Task instructions: Please write out the part of the passage on Sidney's Defence that starts with "Poesy therefore is" and goes on through "and should be.".

Provided passage:

• • • • • • •

In addition, Sidney still had no position in court, no title, but was known to be a poet; he therefore sets out to affirm the high value of this activity, and the nobility of the title of poet that Gosson and others had attacked in the name of Christianity.

He therefore starts by referring to the ancient roles of the poet:


Among the Romans a poet was called vates, which is as much as a diviner, foreseer, or prophet. . . so heavenly a title did that excellent people bestow upon this heart-ravishing knowledge.


One of Sidney's main ideas is that the lives created (or re-created) by the literary author make such a deep impression on the readers that they find themselves impelled to try to live like the characters they read about. This teaching is done by example, not by precept, and here Sidney is confronted with a problem. How is it that people can create imaginary characters far more virtuous than the ordinary run of mortals in real life? He has to suggest that the poet is inspired from above.


Poesy therefore is an art of imitation, for so Aristotle termeth it in the word mimesis--that is to say, a representing, counterfeiting, or figuring forth--to speak metaphorically, a speaking picture--with this end, to teach and delight.


Sidney goes on to propose various categories of poet, the religious first, with David's Psalms as the highest example; then philosophical and historical poems where the subject-matter is not in itself poetical although the prosody is verse. The third group covers those whom he terms "right



. . . they which most properly do imitate to teach and delight, and to imitate borrow nothing of what is, hath been, or shall be; but range, only reined with learned discretion, into the divine consideration of what may be and should be.


The other very significant section of the Defence comes when Sidney later turns to the poor state of poetry in England and indirectly wonders why he has so few worthy companions


But I that, before ever I durst aspire unto the dignity, am admitted into the company of the paper-blurrers, do find the very true cause of our wanting (lacking) estimation is want of desert--taking upon us to be poets in despite of Pallas (Wisdom).


He offers an interesting evaluation, focussing on Chaucer, Surrey, and Wyatt as notable poets in English. This is followed by a surprisingly long discussion of English drama, of which Sidney had no very high opinion. He concludes by demanding a new standard of truth in the love lyric:


...many of such writings as come under the banner of unresistible love, if I were a mistress, would never persuade me they were in love: so coldly they apply fiery speeches, as men that had rather read lovers' writings (...) than that in truth they feel those passions, which easily (as I think) may be bewrayed by that same forcibleness or energia (as the Greeks call it) of the writer.

• • • • • • •

Data block:

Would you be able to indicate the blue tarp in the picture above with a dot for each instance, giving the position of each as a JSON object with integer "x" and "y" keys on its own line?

• • • • • • •

The answer:
Poesy therefore is an art of imitation, for so Aristotle termeth it in the word mimesis--that is to say, a representing, counterfeiting, or figuring forth--to speak metaphorically, a speaking picture--with this end, to teach and delight.


Sidney goes on to propose various categories of poet, the religious first, with David's Psalms as the highest example; then philosophical and historical poems where the subject-matter is not in itself poetical although the prosody is verse. The third group covers those whom he terms "right



. . . they which most properly do imitate to teach and delight, and to imitate borrow nothing of what is, hath been, or shall be; but range, only reined with learned discretion, into the divine consideration of what may be and should be.